> Aim of the exercise
Would you transcribe the whole listing exactly, minus its pictures?

> Input rows
- - - - - - -

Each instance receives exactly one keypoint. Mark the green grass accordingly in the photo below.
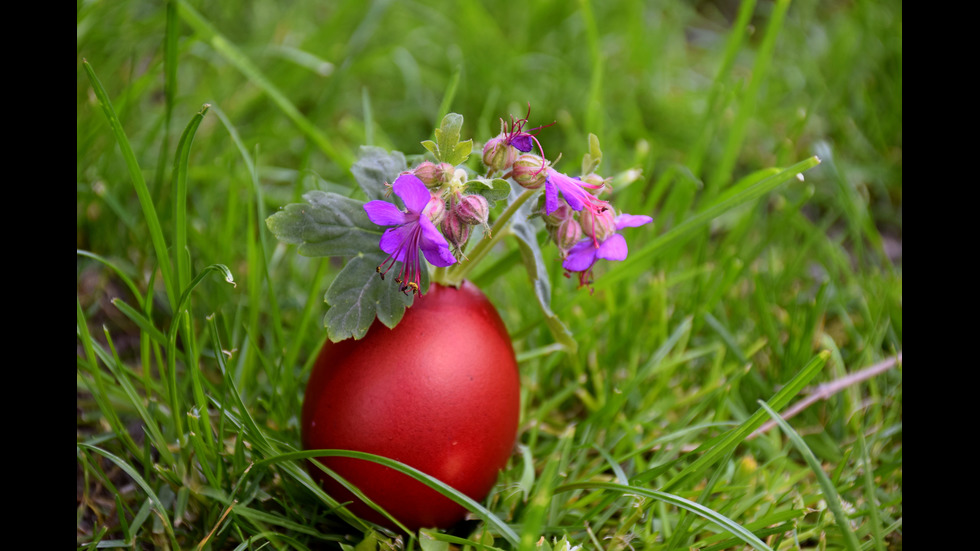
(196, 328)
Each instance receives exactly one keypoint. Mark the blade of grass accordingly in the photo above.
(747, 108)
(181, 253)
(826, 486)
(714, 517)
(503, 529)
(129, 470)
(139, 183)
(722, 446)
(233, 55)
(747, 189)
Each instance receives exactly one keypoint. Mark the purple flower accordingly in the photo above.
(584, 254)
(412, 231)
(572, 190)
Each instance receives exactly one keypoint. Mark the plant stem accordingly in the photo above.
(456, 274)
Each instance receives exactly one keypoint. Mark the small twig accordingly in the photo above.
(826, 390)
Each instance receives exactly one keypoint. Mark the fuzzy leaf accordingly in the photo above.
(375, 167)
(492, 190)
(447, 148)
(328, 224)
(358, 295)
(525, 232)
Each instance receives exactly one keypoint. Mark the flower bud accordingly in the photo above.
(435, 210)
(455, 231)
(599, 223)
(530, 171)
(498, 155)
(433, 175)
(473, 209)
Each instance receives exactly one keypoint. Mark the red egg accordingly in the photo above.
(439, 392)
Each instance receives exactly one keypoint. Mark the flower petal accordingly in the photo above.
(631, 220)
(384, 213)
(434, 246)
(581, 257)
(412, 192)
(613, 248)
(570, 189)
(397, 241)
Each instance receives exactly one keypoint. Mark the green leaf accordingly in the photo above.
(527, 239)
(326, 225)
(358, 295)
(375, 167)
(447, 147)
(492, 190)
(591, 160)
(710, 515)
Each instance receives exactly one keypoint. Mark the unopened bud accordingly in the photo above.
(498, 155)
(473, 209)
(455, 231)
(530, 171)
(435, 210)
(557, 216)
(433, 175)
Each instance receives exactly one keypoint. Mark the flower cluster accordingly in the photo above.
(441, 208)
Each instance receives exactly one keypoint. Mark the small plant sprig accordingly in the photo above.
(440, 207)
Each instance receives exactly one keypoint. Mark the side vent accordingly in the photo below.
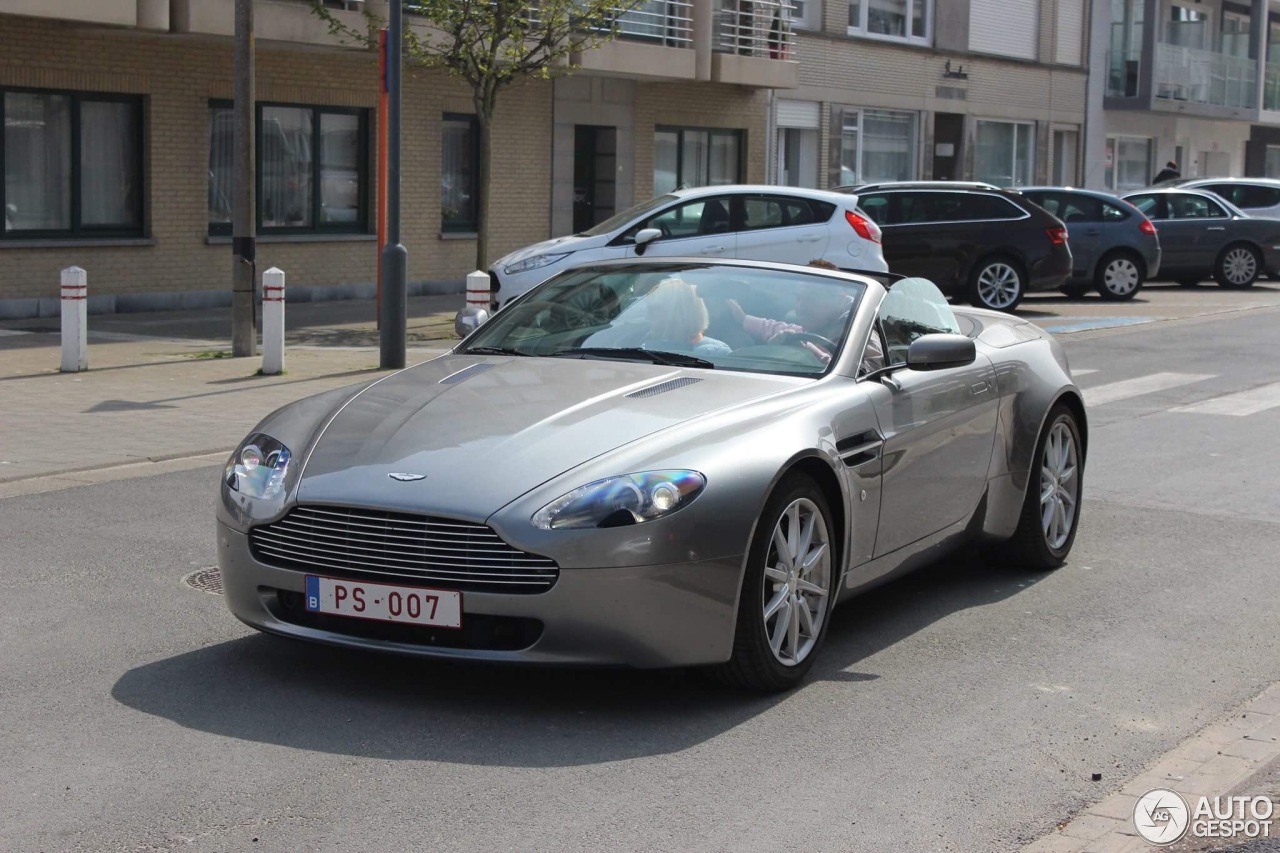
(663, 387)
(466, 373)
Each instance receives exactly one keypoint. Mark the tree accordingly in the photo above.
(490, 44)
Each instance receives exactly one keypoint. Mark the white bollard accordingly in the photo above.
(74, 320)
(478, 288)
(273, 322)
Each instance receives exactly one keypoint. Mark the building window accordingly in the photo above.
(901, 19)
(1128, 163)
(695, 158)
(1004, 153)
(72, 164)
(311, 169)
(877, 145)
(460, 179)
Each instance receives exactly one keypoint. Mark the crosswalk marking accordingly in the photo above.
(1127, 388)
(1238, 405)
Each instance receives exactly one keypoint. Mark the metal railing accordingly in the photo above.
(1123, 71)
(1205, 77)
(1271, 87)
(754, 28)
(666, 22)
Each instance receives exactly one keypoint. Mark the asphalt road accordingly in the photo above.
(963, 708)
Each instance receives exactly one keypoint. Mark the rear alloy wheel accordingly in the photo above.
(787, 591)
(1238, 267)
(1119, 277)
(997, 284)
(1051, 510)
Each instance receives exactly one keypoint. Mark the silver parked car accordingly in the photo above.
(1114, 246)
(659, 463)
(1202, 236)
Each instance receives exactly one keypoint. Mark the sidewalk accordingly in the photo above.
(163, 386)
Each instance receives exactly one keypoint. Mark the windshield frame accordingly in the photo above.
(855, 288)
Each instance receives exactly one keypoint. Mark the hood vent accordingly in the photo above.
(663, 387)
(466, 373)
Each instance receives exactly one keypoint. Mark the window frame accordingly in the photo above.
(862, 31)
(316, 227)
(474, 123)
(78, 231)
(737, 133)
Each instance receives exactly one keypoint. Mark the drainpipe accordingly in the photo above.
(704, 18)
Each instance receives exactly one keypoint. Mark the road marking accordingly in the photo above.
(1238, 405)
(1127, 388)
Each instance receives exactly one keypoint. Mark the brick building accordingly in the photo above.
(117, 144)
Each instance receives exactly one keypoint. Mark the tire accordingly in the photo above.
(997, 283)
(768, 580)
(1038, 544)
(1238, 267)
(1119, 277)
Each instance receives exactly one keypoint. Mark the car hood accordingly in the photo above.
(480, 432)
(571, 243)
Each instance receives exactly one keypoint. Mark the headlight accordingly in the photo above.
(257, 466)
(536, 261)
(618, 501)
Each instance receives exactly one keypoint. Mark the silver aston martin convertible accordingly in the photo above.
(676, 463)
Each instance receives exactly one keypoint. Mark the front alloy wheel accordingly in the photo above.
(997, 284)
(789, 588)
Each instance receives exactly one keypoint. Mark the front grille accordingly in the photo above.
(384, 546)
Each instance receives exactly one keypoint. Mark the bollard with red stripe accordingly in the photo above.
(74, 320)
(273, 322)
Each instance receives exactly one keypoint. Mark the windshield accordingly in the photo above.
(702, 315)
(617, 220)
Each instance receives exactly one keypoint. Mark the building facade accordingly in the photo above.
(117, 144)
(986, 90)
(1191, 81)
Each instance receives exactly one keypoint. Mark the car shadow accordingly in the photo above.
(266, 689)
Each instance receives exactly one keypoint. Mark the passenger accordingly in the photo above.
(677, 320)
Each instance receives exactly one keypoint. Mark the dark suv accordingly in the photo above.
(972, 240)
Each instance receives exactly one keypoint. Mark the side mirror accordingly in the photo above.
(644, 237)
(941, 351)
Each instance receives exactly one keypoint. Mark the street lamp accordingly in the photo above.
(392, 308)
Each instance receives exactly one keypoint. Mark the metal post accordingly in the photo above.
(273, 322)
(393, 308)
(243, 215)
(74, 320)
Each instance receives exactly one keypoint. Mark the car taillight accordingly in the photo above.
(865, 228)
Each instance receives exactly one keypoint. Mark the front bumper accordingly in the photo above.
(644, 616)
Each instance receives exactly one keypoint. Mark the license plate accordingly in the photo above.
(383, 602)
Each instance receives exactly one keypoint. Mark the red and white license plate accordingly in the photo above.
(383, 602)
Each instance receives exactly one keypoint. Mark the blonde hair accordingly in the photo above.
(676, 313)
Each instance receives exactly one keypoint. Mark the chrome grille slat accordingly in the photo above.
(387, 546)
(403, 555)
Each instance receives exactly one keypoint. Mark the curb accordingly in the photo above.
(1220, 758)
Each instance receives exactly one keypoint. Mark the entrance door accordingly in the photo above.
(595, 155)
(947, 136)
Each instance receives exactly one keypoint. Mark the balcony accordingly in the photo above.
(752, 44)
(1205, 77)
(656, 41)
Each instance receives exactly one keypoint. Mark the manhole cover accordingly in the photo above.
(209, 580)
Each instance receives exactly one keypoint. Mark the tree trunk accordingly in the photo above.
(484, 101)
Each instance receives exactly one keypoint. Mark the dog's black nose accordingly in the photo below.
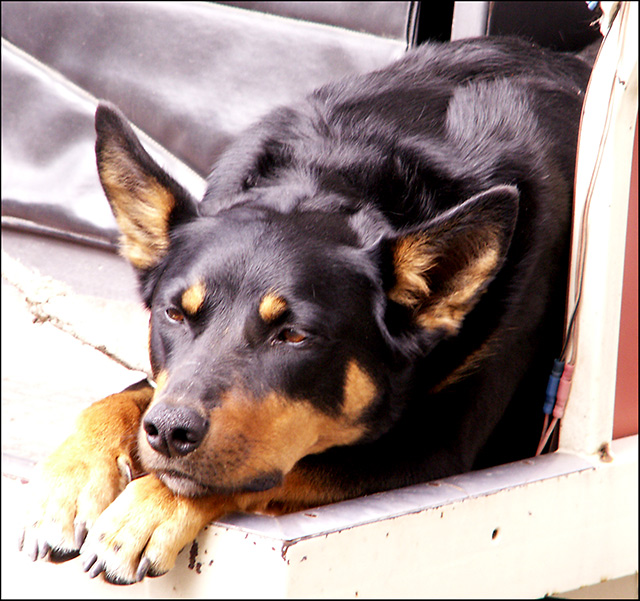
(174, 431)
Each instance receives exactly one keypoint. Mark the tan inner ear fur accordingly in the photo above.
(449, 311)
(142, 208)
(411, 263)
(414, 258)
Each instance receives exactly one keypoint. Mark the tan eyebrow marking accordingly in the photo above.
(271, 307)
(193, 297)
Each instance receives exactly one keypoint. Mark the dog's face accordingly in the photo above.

- - - - - - -

> Answer to this problem
Each instance receives exactly one keypoint. Mark the green grass accordingly in the photo below.
(196, 328)
Each instance receives exactly one keypoint. Mark the blade of grass accordingly in the photo above.
(747, 108)
(181, 253)
(826, 486)
(714, 517)
(503, 529)
(129, 470)
(139, 183)
(722, 446)
(233, 55)
(747, 189)
Each instance receives exactly one keypoint. Mark the purple flower accordingly in the photo above.
(584, 254)
(412, 231)
(572, 190)
Each instance receives exactly one keypoint. Mark the plant stem accordingly in the photo above.
(456, 274)
Each instance receives exactly one keypoint. Mark the small twig accordingly in the photo above.
(826, 390)
Each instance receives exactly one keypoint. Mark the fuzzy leaf accordingly in the photo above.
(375, 167)
(492, 190)
(447, 148)
(328, 224)
(358, 295)
(525, 232)
Each instance receives exactly one keypoint. Mark the flower bud accordingly in the photo above.
(435, 210)
(455, 231)
(599, 223)
(530, 171)
(498, 155)
(433, 175)
(473, 209)
Each instance receives exactly one keypoint. Mark the red egg accordingly in the photo above.
(439, 392)
Each instance receives exactly one keypoint. Mark the flower petal accordingly in the photo above.
(631, 220)
(384, 213)
(434, 246)
(581, 257)
(412, 192)
(613, 248)
(570, 189)
(397, 241)
Each instance receives exactly one keypoint. Mark the green leaf accordingly in the photo above.
(527, 239)
(326, 225)
(358, 295)
(375, 167)
(447, 147)
(492, 190)
(591, 160)
(710, 515)
Each instance receives exactly one keypoint. Mark the unopened bud accordingly in the photo above.
(498, 155)
(473, 209)
(455, 231)
(530, 171)
(435, 210)
(557, 216)
(433, 175)
Each instance receives exactly one keypoint. Mark the flower cluster accordingly in the photo above.
(441, 208)
Each instance receives exactly one keypoint. Mark the small plant sprig accordingly in the photo above.
(440, 207)
Each instance receives exactly one keypoint. Mark the side vent accordingly in the photo below.
(663, 387)
(466, 373)
Each instance receives exactly one keypoint. Mark the tree accordingly in the photo above.
(490, 44)
Each instance receives exactly one keypoint. Mark the white bollard accordingly in the photo above.
(74, 320)
(478, 288)
(273, 322)
Each instance receives exactly one keypoint. Mark the building window accordingly in the photo above.
(901, 19)
(1128, 163)
(695, 158)
(1004, 153)
(72, 164)
(311, 169)
(877, 145)
(460, 179)
Each instance receives exactly one keypoint. Mark the crosswalk marking accordingly in the photo above.
(1127, 388)
(1238, 405)
Each instance receives exactly one keypoint. Mark the metal railing accordingly in the photo above.
(1123, 71)
(1205, 77)
(1271, 87)
(754, 28)
(666, 22)
Each instance receives exactly one keypoint. Mark the asphalt road accordingly in the photo above.
(963, 708)
Each instance receives exactly one keypoint. Mark the rear alloy wheel accordingly in the photo above.
(787, 591)
(1238, 267)
(1119, 277)
(997, 284)
(1051, 510)
Each instance receives exactly one keypoint. Mark the silver parked car accordingly in the photo above.
(1114, 246)
(659, 463)
(1202, 236)
Each instance receives exactly one keypoint. Mark the sidewalk accordingly in the photo above.
(163, 386)
Each instance receives exactly one keypoint. Mark the windshield frame accordingly in the photo above.
(855, 288)
Each instance receives exactly one keypoint. Mark the hood vent accordingly in the photo above.
(663, 387)
(466, 373)
Each instance receives exactly one keypoint. Mark the window frame accordingly in the photo above.
(862, 31)
(316, 227)
(474, 123)
(78, 231)
(737, 133)
Each instance receives exactly one keypoint. Mark the drainpipe accordingly in the photo above.
(704, 18)
Each instance receives exactly one keypoint. Mark the road marking accordingly in the photo above.
(1238, 405)
(1127, 388)
Each instance receives exactly one keypoint. Mark the brick building accordingly in the photo above.
(117, 144)
Each instance receives exactly one keypoint. Mark the tire accordingly in the photo above.
(997, 283)
(768, 580)
(1038, 544)
(1238, 267)
(1119, 277)
Each instance receives exactly one keypoint. Mark the car hood accordingly in the photo above.
(480, 432)
(571, 243)
Each instance receives exactly one keypoint. Mark the headlight accordingly in the photo above.
(257, 466)
(536, 261)
(618, 501)
Each instance receives exactly one keypoint. Mark the silver aston martin convertible accordingly in the photo above.
(676, 463)
Each instance receives exactly one keypoint. Mark the front alloy wheel accordingly in the photo above.
(997, 284)
(789, 588)
Each instance receives exactly one keypoint. Mark the front grille accordingly in the photo above.
(384, 546)
Each instance receives exactly one keypoint. Mark the bollard with red stripe accordingly in the photo above.
(74, 320)
(273, 322)
Each instance receives exactly one keypoint. Mark the windshield accordingly in the photo above.
(702, 315)
(617, 220)
Each instance receives exactly one keypoint. Mark the building facade accordingly in the photo above.
(117, 144)
(986, 90)
(1191, 81)
Each instance receives exactly one keypoint. Mark the car shadow accordingly in the photo above.
(266, 689)
Each instance receives exactly one keypoint. Mark the passenger accordingly in the photo above.
(677, 320)
Each instance receives exactly one keypoint. Mark the dark suv accordingly in the photo above.
(972, 240)
Each instance receives exactly one keypoint. Mark the side mirror accordingly in the photo above.
(644, 237)
(941, 351)
Each instance receives exactly one keypoint. Mark the street lamp accordingly in the photo above.
(392, 308)
Each instance receives exactly one keypoint. Mark the metal post accordingly in the photo above.
(273, 322)
(393, 308)
(243, 215)
(74, 320)
Each instance receives exactly one keypoint. Mark the car taillight accordingly in the photo above.
(865, 228)
Each instance receives exactly one keypoint. Mark the front bumper accordingly in the photo above.
(644, 616)
Each instance receives exactly one keypoint. Mark the license plate accordingly in the photo above.
(383, 602)
Each instance receives exactly one keypoint. Mark the red and white license plate accordingly in the photo above.
(383, 602)
Each instance receives exactly one keypoint. Mark the blonde hair accordingly in the photo above.
(676, 313)
Each instance receives exactly one keypoint. Mark the chrome grille slat accordingly in the photo above.
(387, 546)
(403, 555)
Each instance receives exactly one keypoint. Mark the curb accordingly in the photo above.
(1220, 758)
Each instance receives exactly one keypoint. Mark the entrance door accordingly in the photo above.
(595, 155)
(947, 136)
Each instance receives exactly one keypoint. Mark the balcony accordingly in the photo above.
(752, 44)
(1205, 77)
(656, 41)
Each instance receives exactly one keypoint. Mark the manhole cover accordingly in the photo above.
(209, 580)
Each instance receives exactly one keypoint. Mark the tree trunk accordingly in the photo above.
(484, 101)
Each instance receives exactly one keypoint. Mark the dog's black nose accordingly in the photo below.
(174, 431)
Each instance receives exactly one keypoint. Mark the tan inner ear fur accordingly in the photo above.
(449, 311)
(142, 208)
(411, 263)
(414, 258)
Each instance receives exactly one keypoint. Mark the tan eyebrow marking accordingly in the photo above.
(271, 307)
(193, 297)
Each instance receives exactly one keypoint. Mark the dog's face accordingly in the photo above.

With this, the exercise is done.